─── DATA TO USE

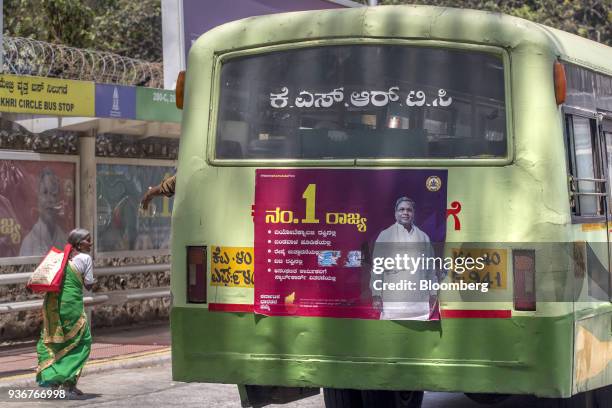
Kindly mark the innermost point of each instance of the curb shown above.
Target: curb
(147, 359)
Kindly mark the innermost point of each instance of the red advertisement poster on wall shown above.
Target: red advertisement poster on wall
(37, 206)
(329, 242)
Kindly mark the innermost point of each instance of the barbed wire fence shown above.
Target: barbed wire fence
(25, 56)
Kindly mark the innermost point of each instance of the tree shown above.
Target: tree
(129, 28)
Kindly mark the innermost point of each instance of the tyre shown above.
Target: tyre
(342, 398)
(392, 399)
(582, 400)
(603, 397)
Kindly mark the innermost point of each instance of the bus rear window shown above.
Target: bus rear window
(362, 102)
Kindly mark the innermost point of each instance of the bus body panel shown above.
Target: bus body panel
(345, 353)
(522, 202)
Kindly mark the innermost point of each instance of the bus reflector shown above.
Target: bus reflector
(560, 83)
(523, 262)
(196, 274)
(180, 89)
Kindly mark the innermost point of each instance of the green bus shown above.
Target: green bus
(511, 120)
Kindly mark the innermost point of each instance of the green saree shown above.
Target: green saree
(65, 341)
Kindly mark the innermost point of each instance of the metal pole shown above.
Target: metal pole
(87, 180)
(87, 184)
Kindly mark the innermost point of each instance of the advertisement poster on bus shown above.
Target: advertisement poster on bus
(332, 242)
(122, 226)
(37, 206)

──────

* [EXERCISE]: Convert the listing, from the line with "window shown above." up to and including its last line, into a numbered list with blank lines left out.

* [OUTPUT BELOW]:
1. Kindly mark the innermost point of each instance of the bus rear window shown above.
2. Target: bus rear window
3. (362, 102)
4. Kindly mark the innermost point of each instance of the bus body panel shown above.
5. Target: bus body panel
6. (345, 353)
7. (522, 202)
8. Kindly mark the innermost point of each instance of the bus reflector shown above.
9. Target: bus reflector
10. (560, 83)
11. (523, 262)
12. (196, 274)
13. (180, 89)
14. Kindly mark the innermost point of each instance of the green bus shown above.
15. Target: green bus
16. (511, 120)
17. Kindly mark the innermost point of each instance of the green saree shown above.
18. Target: green saree
19. (65, 341)
20. Kindly mark the innermost point of each instance of the metal pole shown above.
21. Target: metal pole
22. (87, 180)
23. (87, 184)
24. Kindly mark the innermost point of each instance of the advertisement poster on bus shown above.
25. Target: advertisement poster on bus
26. (332, 242)
27. (122, 226)
28. (37, 206)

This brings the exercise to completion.